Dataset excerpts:
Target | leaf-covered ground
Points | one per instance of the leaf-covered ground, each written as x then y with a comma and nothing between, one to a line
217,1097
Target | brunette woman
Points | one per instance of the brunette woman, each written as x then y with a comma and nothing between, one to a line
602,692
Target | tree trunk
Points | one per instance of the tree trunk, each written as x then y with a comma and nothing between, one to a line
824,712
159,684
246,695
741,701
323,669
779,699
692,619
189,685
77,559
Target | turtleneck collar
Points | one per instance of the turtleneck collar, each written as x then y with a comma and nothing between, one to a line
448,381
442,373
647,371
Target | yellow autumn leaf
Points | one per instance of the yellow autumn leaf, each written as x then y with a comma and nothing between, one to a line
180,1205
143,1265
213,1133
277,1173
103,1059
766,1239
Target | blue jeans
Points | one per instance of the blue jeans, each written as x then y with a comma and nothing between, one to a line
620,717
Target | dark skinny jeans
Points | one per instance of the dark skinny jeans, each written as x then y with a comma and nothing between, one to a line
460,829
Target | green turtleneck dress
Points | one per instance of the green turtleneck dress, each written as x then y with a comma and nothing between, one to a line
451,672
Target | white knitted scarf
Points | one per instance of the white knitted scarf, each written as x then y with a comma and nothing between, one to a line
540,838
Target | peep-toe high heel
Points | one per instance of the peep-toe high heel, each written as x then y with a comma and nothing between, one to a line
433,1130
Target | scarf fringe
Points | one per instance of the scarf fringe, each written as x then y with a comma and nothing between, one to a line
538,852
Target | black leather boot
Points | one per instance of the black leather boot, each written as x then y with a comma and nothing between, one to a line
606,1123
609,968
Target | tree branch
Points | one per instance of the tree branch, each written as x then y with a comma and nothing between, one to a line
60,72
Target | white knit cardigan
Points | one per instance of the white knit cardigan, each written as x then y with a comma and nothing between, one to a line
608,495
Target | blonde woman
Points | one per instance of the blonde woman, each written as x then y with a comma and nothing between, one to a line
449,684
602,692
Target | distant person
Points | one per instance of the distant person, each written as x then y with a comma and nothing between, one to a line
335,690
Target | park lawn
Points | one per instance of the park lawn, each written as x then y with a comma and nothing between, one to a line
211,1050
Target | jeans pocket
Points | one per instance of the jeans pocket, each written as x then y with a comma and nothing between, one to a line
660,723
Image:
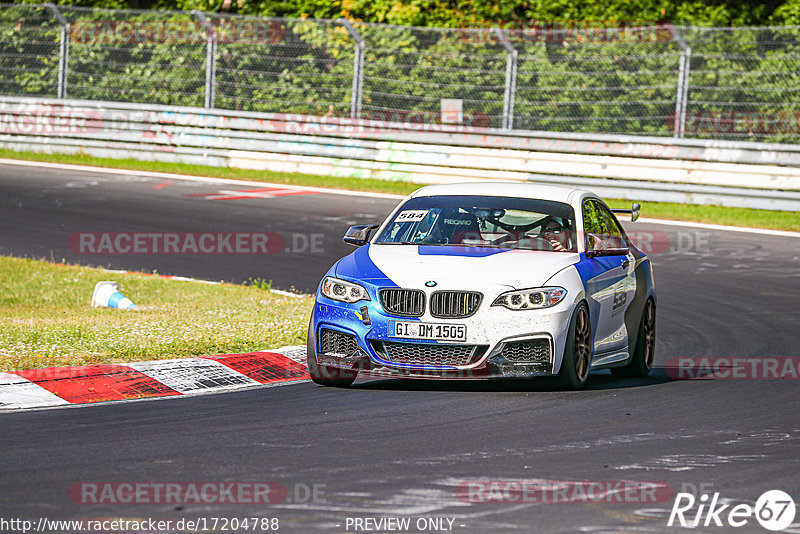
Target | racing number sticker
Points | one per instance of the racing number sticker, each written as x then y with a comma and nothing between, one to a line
411,215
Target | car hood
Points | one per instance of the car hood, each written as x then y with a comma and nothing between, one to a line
452,267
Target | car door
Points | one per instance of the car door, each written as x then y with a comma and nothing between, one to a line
611,283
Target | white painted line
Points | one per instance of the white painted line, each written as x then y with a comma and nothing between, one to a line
288,293
190,375
344,192
204,179
17,393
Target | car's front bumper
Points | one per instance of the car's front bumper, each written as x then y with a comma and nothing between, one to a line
497,336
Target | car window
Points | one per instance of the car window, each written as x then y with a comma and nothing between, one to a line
598,220
482,221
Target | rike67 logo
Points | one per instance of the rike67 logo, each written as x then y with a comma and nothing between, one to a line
774,510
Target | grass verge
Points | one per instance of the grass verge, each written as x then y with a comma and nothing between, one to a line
46,318
776,220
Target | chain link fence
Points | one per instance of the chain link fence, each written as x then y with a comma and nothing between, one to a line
723,83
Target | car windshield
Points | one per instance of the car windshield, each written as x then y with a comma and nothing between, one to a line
483,221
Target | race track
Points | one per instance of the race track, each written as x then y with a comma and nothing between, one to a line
404,448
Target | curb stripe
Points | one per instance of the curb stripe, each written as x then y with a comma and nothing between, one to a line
189,375
264,367
62,386
95,383
17,392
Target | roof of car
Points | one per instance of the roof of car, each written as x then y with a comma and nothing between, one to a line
502,189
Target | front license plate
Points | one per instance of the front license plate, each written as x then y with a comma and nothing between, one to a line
435,331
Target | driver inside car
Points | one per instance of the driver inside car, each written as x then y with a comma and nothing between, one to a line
554,233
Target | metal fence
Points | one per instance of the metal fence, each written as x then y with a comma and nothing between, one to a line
692,82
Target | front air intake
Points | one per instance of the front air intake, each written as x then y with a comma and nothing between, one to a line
403,302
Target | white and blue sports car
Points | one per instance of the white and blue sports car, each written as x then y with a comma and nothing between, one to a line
487,281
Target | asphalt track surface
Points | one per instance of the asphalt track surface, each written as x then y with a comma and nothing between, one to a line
402,448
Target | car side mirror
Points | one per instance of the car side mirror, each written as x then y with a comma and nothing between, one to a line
358,235
605,245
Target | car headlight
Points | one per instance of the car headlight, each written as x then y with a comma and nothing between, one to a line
336,289
531,299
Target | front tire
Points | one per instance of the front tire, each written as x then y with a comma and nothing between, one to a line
322,374
644,351
574,370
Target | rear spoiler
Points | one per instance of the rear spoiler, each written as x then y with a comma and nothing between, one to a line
634,211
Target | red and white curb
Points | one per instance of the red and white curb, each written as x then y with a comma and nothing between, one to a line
62,386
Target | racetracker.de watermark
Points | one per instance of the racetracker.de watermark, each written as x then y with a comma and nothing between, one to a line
563,491
733,368
193,243
134,493
740,122
571,31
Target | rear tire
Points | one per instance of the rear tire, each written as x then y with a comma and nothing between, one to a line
644,351
574,370
325,375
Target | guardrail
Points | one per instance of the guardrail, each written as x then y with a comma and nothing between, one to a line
729,173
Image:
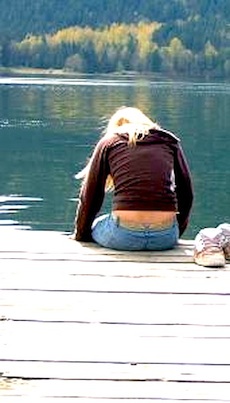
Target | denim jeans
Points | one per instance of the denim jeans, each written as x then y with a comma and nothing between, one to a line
107,232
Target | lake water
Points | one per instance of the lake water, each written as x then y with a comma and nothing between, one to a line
48,127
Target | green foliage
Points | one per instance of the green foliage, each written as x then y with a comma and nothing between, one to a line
190,37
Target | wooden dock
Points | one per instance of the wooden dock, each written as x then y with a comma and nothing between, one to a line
79,322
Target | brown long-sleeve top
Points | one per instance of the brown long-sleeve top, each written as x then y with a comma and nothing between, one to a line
151,175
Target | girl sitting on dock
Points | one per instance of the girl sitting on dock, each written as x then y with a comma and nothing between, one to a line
145,167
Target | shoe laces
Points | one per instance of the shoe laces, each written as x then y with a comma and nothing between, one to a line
212,244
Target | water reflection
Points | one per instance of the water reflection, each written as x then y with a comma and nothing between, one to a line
48,127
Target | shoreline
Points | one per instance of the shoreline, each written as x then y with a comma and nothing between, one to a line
38,72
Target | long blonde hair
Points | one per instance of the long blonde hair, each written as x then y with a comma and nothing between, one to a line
126,120
132,121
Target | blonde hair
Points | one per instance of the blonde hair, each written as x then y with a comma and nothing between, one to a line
126,120
131,121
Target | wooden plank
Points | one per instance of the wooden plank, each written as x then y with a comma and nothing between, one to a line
40,245
116,390
115,371
37,341
35,281
86,307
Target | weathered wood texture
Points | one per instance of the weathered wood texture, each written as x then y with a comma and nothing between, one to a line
81,322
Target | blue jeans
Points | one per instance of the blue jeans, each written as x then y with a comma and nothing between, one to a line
107,231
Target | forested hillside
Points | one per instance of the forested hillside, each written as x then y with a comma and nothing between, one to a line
189,37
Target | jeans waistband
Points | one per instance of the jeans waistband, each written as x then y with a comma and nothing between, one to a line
142,226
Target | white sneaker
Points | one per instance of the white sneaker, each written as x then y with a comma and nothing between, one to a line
225,229
209,248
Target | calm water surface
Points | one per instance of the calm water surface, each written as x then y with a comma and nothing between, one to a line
48,127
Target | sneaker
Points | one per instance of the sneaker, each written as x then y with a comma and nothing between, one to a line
209,248
225,229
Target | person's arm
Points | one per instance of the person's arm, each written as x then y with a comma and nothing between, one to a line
91,193
184,189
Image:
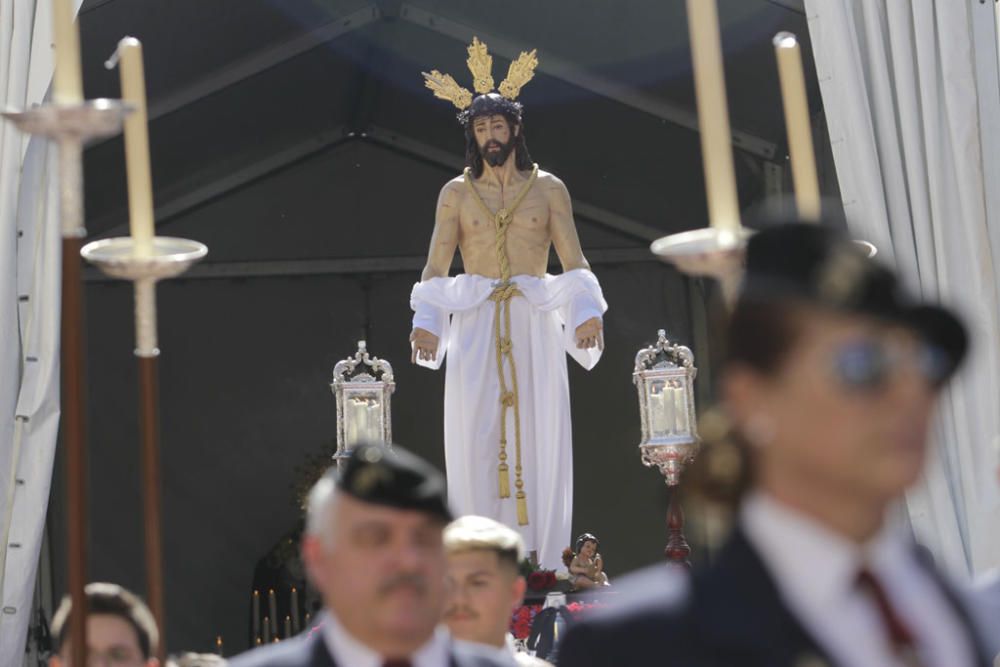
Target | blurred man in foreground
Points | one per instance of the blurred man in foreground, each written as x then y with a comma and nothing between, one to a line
373,548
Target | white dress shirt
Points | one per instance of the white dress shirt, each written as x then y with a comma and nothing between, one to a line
349,652
816,573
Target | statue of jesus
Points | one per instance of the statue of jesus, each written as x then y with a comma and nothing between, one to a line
505,323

* The problem: Among the entries above, the line containing "Points | one per instance of the scarf", the line containing "Target | blonde woman", and all lines between them are to be restated word for word; nothing else belongs in the reply.

* Finished exercise:
Points | one per instance of the scarf fringe, each written as x then y with a comma and nothing between, one to a line
538,852
Target | black leather boot
Points | one per instance of the black leather boot, each written as x then y with a comma and nothing between, one to a line
606,1123
609,968
Target | tree branch
Points | one per instance of the tree branch, each written as x then y with a comma and nothing between, one to a line
60,72
Target | white knit cardigan
Points | one per instance of the white knit cardigan, each written as x then y with a comma and nothing between, one to a line
608,495
Target | blonde woman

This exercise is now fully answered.